● **THE PROBLEM**
Please convert the records below, starting at the first one and ending at the line containing "x=654, y=451", into a two-column CSV with the columns text and answer. Give one row for each record, with its text and its answer each in a single quoted field and line breaks replaced by spaces.

++++ RECORDS TO PROCESS

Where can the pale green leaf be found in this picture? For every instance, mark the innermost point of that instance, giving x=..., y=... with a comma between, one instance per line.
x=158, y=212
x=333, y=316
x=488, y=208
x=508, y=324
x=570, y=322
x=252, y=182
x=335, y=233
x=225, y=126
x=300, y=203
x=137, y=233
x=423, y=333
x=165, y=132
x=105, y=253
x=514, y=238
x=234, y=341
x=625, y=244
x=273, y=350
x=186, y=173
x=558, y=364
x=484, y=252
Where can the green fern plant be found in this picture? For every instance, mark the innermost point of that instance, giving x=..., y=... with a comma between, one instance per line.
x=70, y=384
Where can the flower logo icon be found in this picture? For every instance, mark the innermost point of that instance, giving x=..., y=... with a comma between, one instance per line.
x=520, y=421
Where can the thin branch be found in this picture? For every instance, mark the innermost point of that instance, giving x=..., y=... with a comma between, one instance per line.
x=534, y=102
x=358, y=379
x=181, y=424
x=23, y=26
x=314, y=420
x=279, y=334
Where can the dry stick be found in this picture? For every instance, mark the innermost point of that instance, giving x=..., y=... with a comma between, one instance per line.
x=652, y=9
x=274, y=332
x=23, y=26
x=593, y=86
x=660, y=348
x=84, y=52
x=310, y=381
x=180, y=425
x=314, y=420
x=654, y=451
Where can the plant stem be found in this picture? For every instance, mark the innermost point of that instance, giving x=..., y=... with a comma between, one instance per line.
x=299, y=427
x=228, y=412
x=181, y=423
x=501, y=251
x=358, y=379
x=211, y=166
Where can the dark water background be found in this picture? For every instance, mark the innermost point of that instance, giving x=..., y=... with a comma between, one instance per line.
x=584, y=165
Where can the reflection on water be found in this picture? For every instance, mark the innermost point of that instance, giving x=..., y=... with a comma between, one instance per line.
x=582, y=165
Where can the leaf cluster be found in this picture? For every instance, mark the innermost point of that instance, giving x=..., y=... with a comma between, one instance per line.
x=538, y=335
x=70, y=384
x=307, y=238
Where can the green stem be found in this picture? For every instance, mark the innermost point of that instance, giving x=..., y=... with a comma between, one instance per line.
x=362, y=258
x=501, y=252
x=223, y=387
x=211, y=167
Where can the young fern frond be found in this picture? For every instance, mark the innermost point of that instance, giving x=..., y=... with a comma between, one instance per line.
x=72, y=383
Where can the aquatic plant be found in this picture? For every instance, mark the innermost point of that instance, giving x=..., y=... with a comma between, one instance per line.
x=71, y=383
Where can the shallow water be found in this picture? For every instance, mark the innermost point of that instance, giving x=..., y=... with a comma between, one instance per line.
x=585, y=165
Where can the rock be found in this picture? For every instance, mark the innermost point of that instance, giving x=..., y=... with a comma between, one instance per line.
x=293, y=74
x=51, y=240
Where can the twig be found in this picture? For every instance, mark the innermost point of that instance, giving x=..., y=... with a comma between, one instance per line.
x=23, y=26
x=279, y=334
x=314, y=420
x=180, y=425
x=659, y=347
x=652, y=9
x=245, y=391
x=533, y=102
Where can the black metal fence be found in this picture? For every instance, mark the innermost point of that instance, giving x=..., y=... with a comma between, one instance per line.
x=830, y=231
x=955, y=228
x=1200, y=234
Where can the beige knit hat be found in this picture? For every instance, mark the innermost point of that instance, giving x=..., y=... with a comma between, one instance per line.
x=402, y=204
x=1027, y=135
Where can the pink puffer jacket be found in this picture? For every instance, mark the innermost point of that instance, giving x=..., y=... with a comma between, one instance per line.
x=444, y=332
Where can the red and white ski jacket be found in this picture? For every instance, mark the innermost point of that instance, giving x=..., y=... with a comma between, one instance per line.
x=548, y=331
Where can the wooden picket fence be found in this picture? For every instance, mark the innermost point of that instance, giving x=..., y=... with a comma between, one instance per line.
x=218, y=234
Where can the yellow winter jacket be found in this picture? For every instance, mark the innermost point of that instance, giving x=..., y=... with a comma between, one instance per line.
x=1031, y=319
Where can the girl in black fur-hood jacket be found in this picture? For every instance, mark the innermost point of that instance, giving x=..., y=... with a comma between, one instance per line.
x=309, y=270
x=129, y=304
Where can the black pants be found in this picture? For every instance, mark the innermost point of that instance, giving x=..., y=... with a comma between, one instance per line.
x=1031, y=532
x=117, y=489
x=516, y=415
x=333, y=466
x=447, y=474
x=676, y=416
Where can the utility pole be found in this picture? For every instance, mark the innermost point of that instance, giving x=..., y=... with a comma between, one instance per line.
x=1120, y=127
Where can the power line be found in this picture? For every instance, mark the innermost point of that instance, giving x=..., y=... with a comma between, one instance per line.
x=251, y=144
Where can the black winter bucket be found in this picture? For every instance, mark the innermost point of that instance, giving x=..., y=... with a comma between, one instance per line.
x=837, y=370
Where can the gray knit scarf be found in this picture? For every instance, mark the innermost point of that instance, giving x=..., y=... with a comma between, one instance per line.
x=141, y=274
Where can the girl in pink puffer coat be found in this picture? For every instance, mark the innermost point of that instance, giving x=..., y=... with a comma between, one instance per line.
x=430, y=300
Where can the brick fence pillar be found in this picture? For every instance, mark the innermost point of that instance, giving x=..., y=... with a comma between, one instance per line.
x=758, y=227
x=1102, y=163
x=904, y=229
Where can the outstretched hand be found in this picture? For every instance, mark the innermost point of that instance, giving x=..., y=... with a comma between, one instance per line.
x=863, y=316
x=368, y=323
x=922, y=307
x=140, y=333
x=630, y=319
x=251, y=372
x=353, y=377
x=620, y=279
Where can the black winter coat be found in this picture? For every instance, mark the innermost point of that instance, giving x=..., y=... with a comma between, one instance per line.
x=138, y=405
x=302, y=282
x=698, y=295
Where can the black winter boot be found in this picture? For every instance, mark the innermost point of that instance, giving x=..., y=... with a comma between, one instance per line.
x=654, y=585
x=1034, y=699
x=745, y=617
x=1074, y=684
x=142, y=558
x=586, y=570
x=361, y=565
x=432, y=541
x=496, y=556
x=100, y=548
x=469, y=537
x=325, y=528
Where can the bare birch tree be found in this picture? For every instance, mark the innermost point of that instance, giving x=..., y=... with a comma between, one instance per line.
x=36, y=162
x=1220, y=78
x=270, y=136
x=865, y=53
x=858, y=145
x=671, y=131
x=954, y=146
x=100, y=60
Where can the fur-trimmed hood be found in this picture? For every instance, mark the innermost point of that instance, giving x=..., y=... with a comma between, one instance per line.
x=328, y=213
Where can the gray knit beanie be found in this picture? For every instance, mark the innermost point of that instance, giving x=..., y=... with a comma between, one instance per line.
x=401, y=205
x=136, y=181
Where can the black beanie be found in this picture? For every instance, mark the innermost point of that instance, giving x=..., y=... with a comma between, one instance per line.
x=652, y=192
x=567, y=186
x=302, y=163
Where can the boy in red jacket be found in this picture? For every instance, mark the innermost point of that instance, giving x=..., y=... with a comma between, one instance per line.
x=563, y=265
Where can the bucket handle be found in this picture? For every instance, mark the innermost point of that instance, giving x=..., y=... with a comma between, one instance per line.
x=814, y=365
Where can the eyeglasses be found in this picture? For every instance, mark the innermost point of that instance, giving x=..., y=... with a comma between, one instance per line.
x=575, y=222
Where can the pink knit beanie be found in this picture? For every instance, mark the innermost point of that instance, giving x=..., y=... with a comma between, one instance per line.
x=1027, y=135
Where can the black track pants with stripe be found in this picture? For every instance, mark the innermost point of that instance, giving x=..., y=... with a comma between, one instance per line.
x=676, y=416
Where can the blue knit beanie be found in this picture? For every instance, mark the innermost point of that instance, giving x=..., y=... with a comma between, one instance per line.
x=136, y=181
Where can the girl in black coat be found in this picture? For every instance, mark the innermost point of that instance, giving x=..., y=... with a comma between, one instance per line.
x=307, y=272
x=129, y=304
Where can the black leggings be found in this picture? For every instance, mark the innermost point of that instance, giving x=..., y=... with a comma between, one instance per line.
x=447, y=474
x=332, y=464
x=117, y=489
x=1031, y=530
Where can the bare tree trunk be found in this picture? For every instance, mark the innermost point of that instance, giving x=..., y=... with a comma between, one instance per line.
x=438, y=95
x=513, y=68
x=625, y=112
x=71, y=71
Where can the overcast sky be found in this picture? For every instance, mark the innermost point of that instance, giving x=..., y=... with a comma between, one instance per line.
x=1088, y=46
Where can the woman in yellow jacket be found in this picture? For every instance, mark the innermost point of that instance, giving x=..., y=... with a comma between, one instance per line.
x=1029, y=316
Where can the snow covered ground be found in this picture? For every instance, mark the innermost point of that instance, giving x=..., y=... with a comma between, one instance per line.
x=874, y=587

++++++++

● **TASK RESPONSE**
text,answer
"Where can the pale green leaf be found in this picture? For every instance, mark the innermost point of that instance, giving x=..., y=... with a comma between, one instance per line.","x=158, y=212 x=333, y=316 x=488, y=208 x=508, y=324 x=570, y=322 x=252, y=182 x=335, y=233 x=225, y=126 x=300, y=203 x=137, y=233 x=423, y=333 x=165, y=132 x=105, y=253 x=514, y=238 x=234, y=341 x=625, y=244 x=273, y=350 x=186, y=173 x=558, y=364 x=484, y=252"
"Where can the green fern plant be found in this picture? For every instance, mark the innermost point of that instance, giving x=..., y=... with a comma between, one instance per line.","x=70, y=384"
"Where can the flower logo icon be found in this picture? For every instance, mark the innermost point of that instance, giving x=..., y=... with a comma between, one instance per line.","x=520, y=421"
"Where can the thin branch be found in this picture? For every instance, mark the innermost point of that instance, giving x=..., y=... with a comma between, one instance per line.","x=534, y=102 x=358, y=379 x=181, y=424 x=23, y=26 x=314, y=420 x=279, y=334"
"Where can the dry stick be found in this picture? For every instance, mark the innermost point of that instance, giving x=..., y=... with a comma between, one instance per line.","x=652, y=9 x=274, y=332 x=23, y=26 x=593, y=86 x=660, y=348 x=84, y=52 x=310, y=381 x=180, y=425 x=314, y=420 x=654, y=451"